━━ DATASET EXTRACT ━━

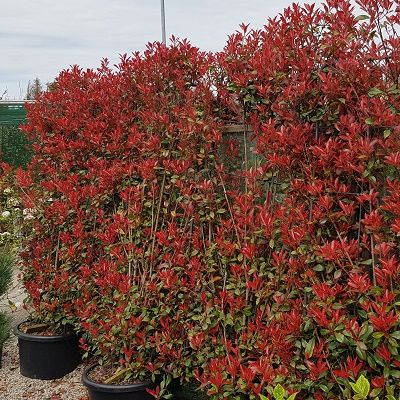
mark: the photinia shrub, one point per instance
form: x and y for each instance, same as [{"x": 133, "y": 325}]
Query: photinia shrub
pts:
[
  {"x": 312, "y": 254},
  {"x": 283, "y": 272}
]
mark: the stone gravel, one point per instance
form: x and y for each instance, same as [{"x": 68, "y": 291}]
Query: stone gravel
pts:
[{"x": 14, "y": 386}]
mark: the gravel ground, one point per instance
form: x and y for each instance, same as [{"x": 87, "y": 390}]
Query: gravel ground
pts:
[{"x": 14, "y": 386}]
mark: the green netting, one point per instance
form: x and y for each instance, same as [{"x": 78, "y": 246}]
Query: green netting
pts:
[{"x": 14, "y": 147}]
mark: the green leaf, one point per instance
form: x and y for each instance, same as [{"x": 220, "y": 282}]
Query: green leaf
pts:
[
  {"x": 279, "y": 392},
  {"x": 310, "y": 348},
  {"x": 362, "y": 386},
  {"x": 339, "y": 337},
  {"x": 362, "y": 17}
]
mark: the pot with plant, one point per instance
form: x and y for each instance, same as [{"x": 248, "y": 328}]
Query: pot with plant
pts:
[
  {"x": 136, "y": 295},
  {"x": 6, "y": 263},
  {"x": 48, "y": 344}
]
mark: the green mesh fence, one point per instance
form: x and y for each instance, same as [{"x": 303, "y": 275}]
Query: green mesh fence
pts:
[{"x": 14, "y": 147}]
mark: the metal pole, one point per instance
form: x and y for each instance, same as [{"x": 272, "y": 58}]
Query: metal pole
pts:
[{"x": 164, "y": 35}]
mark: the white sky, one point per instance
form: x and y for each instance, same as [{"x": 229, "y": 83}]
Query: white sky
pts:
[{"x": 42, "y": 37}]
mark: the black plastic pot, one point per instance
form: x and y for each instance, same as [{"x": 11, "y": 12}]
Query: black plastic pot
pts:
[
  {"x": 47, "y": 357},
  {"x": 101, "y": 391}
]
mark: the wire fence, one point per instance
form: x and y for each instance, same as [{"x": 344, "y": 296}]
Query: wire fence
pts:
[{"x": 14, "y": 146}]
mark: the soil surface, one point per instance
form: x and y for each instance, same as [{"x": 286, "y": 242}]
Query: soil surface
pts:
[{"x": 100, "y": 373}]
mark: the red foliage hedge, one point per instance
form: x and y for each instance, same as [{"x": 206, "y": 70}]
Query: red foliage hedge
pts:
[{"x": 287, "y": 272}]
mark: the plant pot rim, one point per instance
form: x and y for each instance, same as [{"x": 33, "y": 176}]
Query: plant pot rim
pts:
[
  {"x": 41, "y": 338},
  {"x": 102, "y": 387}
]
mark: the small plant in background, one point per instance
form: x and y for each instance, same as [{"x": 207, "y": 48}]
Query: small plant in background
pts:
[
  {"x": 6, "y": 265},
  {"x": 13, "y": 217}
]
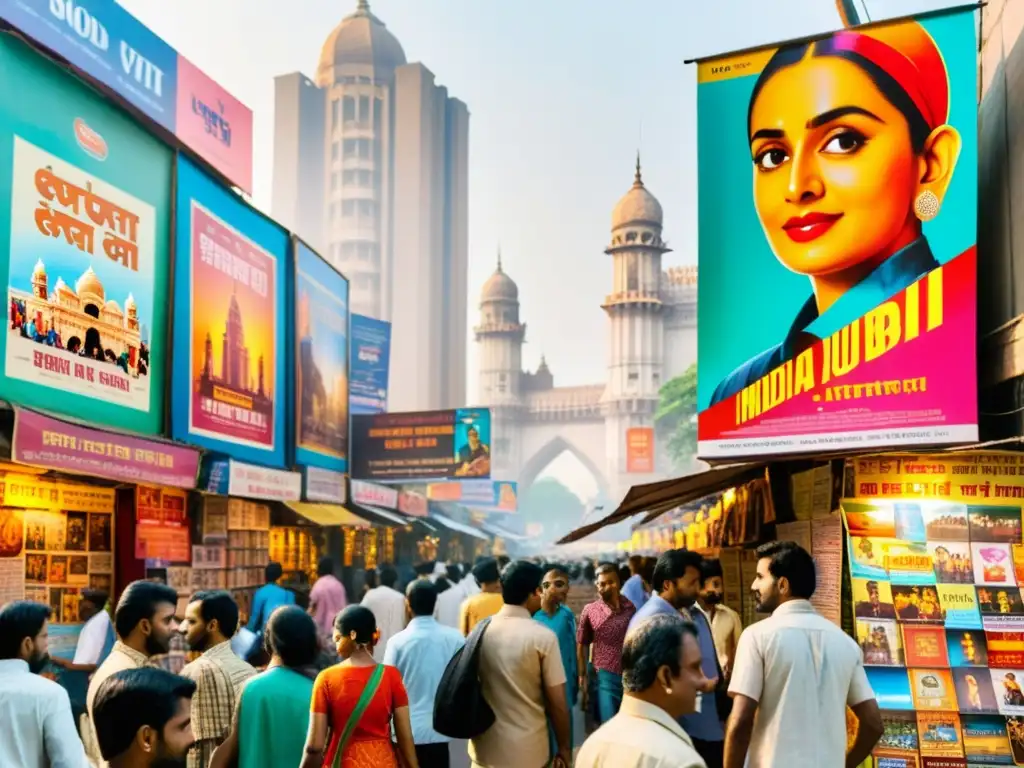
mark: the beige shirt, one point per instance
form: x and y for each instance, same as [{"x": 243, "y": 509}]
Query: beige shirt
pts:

━━━
━━ DATASET EXTRACT ━━

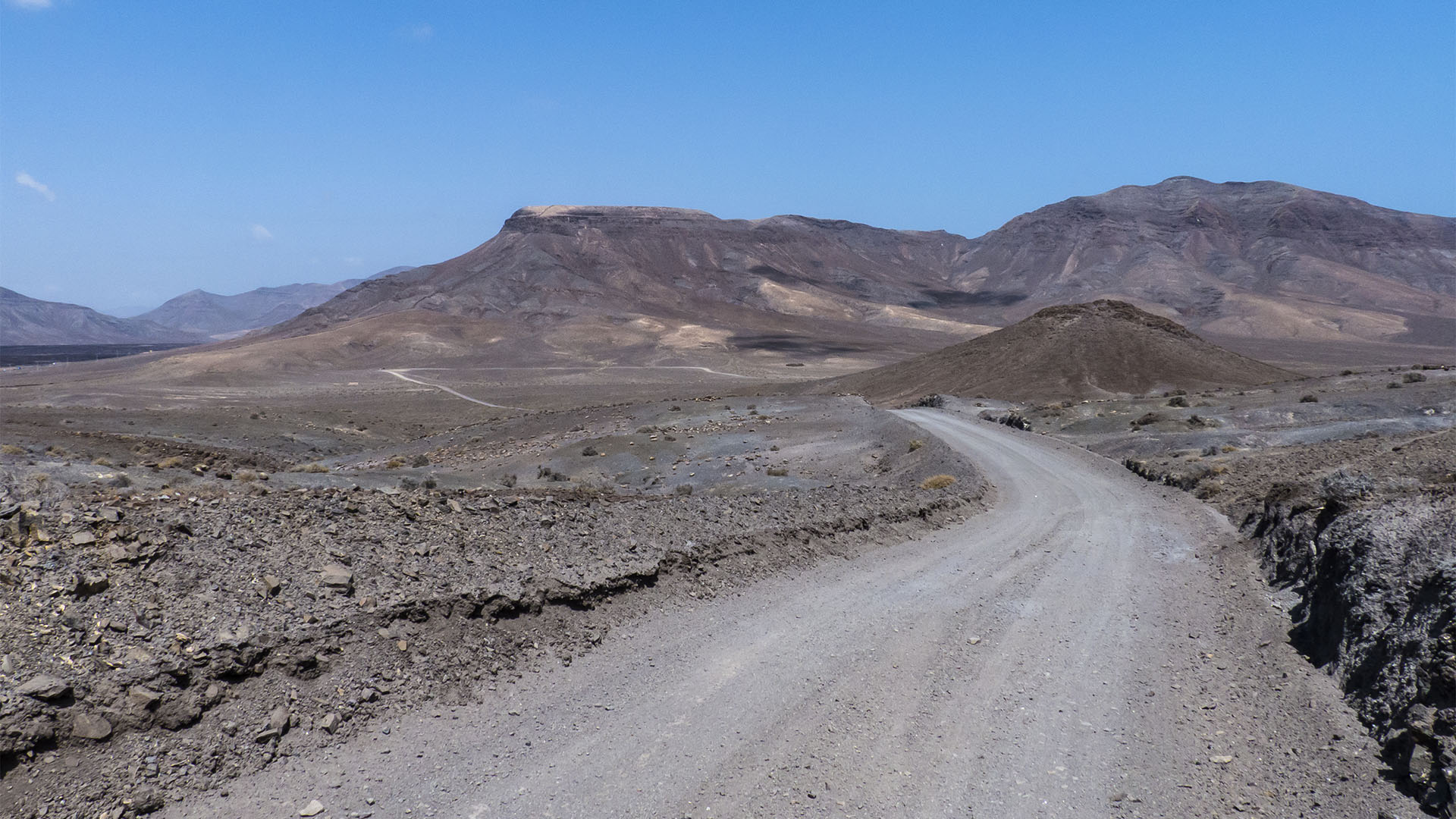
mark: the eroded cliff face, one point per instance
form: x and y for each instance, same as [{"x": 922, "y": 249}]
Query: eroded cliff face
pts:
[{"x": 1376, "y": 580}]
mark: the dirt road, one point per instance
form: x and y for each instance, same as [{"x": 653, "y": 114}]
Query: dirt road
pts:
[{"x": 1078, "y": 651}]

━━━
━━ DATASET EXTRACT ━━

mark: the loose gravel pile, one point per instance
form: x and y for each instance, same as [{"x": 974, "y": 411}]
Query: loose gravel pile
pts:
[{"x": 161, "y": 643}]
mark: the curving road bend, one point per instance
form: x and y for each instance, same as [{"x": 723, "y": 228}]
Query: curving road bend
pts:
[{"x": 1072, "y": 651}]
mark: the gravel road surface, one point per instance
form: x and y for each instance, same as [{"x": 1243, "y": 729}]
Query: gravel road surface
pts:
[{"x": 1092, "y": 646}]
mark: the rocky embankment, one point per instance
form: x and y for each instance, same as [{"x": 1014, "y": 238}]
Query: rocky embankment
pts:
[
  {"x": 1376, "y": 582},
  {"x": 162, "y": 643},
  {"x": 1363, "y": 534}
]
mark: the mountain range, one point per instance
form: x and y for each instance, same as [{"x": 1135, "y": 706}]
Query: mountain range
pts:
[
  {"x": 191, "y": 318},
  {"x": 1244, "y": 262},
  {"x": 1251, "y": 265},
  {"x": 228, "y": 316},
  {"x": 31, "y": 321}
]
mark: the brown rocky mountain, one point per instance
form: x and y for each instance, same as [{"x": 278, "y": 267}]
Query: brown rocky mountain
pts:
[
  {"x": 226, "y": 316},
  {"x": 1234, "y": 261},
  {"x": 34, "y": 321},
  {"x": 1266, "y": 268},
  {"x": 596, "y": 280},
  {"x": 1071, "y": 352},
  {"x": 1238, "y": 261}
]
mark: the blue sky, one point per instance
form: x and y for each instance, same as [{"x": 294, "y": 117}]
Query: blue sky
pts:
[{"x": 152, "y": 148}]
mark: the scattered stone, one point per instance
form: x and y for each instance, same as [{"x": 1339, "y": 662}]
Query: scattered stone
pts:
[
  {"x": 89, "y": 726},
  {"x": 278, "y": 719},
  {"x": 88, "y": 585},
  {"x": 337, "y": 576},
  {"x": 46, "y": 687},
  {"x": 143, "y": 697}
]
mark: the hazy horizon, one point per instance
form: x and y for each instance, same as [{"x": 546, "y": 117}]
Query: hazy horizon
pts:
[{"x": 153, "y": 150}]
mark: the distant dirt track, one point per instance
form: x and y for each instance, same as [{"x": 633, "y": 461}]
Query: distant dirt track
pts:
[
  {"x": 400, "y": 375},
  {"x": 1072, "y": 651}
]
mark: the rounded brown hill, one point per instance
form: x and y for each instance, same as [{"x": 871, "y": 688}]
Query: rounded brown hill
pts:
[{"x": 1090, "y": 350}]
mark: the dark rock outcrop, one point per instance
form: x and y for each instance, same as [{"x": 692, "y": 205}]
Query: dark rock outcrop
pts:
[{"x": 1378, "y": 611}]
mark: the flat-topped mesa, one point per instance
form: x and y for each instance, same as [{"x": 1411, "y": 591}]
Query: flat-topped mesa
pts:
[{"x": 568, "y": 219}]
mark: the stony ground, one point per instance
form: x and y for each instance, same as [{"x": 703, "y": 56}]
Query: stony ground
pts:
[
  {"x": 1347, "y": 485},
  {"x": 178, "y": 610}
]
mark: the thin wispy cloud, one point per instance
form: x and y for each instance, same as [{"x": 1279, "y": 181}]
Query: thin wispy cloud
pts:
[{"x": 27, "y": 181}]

━━━

* TO DO
How many lines in the rows above contain the word "embankment"? Case counts, and reply with the number alone.

* THE COMPLETED TASK
2